== The data

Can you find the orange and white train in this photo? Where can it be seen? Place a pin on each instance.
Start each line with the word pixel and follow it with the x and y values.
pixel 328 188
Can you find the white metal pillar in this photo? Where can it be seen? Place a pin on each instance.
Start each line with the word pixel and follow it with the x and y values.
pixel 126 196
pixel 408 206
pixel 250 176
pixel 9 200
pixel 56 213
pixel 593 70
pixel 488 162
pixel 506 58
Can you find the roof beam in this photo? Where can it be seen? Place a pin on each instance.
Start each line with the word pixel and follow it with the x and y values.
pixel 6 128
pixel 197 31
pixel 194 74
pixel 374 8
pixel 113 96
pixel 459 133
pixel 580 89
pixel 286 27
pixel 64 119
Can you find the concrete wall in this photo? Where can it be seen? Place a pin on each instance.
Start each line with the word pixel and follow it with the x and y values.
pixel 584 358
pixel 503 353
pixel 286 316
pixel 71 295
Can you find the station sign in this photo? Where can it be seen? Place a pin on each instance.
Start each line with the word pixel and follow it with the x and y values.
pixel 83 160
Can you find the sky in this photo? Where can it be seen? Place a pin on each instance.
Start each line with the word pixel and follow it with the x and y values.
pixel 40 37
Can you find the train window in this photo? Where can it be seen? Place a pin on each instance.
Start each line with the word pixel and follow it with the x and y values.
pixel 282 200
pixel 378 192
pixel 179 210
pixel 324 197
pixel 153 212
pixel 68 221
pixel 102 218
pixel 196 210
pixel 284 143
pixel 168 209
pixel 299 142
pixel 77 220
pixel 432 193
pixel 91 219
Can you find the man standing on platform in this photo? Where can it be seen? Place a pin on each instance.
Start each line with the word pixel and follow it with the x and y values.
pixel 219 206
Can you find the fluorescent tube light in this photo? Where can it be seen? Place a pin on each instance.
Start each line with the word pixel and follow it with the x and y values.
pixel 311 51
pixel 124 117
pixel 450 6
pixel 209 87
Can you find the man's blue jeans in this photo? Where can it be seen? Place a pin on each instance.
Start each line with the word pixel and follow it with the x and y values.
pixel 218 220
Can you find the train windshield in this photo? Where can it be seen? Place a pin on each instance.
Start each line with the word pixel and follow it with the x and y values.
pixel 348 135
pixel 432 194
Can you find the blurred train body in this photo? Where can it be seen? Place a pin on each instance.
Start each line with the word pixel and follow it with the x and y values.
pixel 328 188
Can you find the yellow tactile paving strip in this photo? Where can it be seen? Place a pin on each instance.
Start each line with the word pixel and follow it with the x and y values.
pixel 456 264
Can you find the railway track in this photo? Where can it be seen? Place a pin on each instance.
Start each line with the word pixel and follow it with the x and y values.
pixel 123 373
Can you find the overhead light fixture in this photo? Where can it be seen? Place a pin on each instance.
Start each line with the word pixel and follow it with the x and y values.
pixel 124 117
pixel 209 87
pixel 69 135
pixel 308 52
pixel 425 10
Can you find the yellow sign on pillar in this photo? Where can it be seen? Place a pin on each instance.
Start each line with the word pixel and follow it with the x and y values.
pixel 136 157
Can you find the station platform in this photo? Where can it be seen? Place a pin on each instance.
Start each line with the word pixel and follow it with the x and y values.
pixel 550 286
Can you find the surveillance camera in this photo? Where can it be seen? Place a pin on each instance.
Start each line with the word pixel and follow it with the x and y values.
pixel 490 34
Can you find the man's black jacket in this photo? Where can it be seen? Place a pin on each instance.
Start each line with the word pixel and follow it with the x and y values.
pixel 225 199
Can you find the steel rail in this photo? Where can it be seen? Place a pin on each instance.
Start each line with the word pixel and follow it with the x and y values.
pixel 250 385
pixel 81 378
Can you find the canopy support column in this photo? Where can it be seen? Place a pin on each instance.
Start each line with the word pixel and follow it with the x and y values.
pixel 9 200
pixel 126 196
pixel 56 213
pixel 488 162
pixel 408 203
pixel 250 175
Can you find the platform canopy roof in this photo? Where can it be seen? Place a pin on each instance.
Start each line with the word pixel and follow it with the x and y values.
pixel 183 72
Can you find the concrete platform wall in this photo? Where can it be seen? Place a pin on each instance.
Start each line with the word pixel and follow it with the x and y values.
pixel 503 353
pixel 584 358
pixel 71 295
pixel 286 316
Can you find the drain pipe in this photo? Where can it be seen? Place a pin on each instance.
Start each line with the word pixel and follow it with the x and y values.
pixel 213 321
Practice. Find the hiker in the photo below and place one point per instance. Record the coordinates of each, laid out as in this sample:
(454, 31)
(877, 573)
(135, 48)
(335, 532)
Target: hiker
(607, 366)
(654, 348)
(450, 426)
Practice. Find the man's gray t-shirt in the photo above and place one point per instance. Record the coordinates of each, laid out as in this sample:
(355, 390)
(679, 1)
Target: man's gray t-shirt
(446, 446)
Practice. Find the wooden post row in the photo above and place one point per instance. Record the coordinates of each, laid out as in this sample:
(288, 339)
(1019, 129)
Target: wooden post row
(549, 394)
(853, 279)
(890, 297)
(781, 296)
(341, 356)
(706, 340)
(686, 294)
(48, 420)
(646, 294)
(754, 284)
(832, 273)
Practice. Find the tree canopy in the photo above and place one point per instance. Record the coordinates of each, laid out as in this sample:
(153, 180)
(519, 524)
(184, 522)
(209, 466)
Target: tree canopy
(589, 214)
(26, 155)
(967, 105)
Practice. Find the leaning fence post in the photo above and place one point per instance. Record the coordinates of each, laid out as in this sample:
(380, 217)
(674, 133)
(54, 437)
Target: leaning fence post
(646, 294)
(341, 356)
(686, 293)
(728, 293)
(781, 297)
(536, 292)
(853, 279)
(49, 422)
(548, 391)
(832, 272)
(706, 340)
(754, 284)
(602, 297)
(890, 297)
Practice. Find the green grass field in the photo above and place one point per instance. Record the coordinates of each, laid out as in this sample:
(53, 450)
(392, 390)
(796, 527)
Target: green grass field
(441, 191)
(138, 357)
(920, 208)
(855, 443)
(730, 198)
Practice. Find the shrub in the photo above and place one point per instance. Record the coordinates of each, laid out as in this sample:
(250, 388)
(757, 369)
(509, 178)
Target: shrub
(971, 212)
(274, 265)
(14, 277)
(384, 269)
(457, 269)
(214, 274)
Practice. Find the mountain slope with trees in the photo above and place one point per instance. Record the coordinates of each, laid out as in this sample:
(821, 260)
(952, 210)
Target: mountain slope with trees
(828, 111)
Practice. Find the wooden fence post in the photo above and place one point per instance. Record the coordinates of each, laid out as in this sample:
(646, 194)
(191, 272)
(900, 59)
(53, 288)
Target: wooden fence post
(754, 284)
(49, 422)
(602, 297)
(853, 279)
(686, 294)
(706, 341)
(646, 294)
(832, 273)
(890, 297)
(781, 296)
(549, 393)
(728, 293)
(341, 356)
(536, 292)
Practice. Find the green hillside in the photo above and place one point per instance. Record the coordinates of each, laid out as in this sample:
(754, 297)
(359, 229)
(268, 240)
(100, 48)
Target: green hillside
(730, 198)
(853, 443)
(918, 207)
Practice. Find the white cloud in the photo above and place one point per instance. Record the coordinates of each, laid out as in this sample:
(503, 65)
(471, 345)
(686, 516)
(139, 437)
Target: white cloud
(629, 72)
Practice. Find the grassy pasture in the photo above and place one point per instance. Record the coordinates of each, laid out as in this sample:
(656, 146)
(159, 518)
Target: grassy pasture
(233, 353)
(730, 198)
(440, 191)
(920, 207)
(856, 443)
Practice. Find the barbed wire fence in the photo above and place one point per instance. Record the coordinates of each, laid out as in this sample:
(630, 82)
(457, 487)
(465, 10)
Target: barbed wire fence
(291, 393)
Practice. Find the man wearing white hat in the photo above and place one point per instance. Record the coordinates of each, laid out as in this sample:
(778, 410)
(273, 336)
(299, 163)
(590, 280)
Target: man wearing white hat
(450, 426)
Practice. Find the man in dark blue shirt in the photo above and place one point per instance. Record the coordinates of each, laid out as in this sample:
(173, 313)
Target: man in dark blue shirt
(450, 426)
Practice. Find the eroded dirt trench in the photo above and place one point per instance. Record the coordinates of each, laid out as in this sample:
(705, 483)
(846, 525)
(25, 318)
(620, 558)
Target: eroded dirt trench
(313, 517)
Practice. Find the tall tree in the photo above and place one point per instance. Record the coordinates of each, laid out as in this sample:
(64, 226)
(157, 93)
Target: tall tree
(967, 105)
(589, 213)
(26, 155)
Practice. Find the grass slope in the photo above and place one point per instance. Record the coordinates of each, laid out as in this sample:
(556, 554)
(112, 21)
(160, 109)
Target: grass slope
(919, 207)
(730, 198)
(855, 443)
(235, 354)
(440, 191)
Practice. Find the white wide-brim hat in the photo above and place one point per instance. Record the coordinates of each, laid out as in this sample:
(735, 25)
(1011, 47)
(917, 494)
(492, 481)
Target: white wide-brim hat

====

(Problem statement) Scan the records for the string "roof". Copy each line in which it appears.

(Exercise output)
Can you find the roof beam in this photo? Where can it be seen? Place a pin on each instance.
Can you find the platform canopy roof in this photo? Where can it be seen? Place a pin on each instance.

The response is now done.